■ Passage ■
====

Research Project: Discovery and Development of Natural Product-based Weed Management Methods

Location: Natural Products Utilization Research

Title: Novel bacterial bioassay for a high-throughput screening of 4-hydroxyphenylpyruvate dioxygenase inhibitors

item Rocaboy-faquet, Emilie
item Noquer, Thierry
item Romdhane, Sana
item Bertrand, Cedric
item Dayan, Franck
item Barthelmebs, Lise

Submitted to: Applied Microbiology and Biotechnology
Publication Type: Peer Reviewed Journal
Publication Acceptance Date: 4/23/2014
Publication Date: 5/13/2014
Citation: Rocaboy-Faquet, E., Noquer, T., Romdhane, S., Bertrand, C., Dayan, F.E., Barthelmebs, L. 2014. Novel bacterial bioassay for a high-throughput screening of 4-hydroxyphenylpyruvate dioxygenase inhibitors. Applied Microbiology and Biotechnology. 98:7243-7252.

Interpretive Summary: 4-Hydroxyphenylpyruvate dioxygenase is a key enzyme in plants that is involved in the synthesis of plastoquinone and vitamin E. It is inhibited by certain herbicides. We have developed an assay that can be used to measure the presence of these herbicides at very low concentration. This assay does not require very advanced analytical instrumentation. It measures the formation of melanin-like compounds by E. coli overexpressing a plant HPPD with a spectrophotometer.

Technical Abstract: Plant 4-hydroxyphenylpyruvate dioxygenase (HPPD) is the molecular target of a range of synthetic ß-triketone herbicides that are currently used commercially. Their mode of action is based on an irreversible inhibition of HPPD. Therefore, this inhibitory capacity was used to develop a whole cell colorimetric bioassay with a recombinant E. coli expressing a plant HPPD for the ß-triketones herbicide analysis. The principle of the bioassay is based on the ability of the recombinant E. coli clone to produce a soluble melanin-like pigment, from tyrosine catabolism through p-hydroxyphenylpyruvate and homogentisate. Addition of sulcotrione, a HPPD inhibitor, decreased the production of the pigment. With the aim to optimize the assay, the E. coli recombinant clone was immobilized in sol-gel or agarose matrix in a 96 wells microplate format. The limit of detection for mesotrione, tembotrione, sulcotrione and leptospermone were 0.069, 0.051, 0.038, and 20 µM, respectively, allowing to validate the whole cell colorimetric bioassay as a simple and cost effective alternative tool for a laboratory use. The bioassay results from spiked soil samples were confirmed with high-performance liquid chromatography.

====

[Records from a data collection]
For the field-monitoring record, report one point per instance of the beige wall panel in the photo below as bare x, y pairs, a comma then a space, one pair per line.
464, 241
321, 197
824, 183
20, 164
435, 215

====

■ Problems to work on ■
A. From the HPPD bioassay text, output the passage between "Interpretive Summary: 4-Hydroxyphenylpyruvate" and "with a spectrophotometer.", inclusive.
B. Summarize the HPPD bioassay text in two sentences.
C. According to the HPPD bioassay text, why was HPPD's inhibitory capacity used as the basis for a bioassay to analyze ß-triketone herbicides?
These records come from a different source than the text.

■ Results of the exercise ■
A.
Interpretive Summary: 4-Hydroxyphenylpyruvate dioxygenase is a key enzyme in plants that is involved in the synthesis of plastoquinone and vitamin E. It is inhibited by certain herbicides. We have developed an assay that can be used to measure the presence of these herbicides at very low concentration. This assay does not require very advanced analytical instrumentation. It measures the formation of melanin-like compounds by E. coli overexpressing a plant HPPD with a spectrophotometer.

B. Researchers developed a whole-cell colorimetric bioassay using a recombinant E. coli that expresses a plant 4-hydroxyphenylpyruvate dioxygenase (HPPD), the enzyme targeted by ß-triketone herbicides. The bacteria produce a melanin-like pigment that HPPD inhibitors reduce, so a spectrophotometer can detect these herbicides at low concentrations in a simple, cost-effective 96-well format, with results from spiked soil samples confirmed by high-performance liquid chromatography.

C. These herbicides work by irreversibly inhibiting HPPD. That inhibition lowers the recombinant E. coli's production of a melanin-like pigment, so the drop in pigment can be measured to detect the herbicides.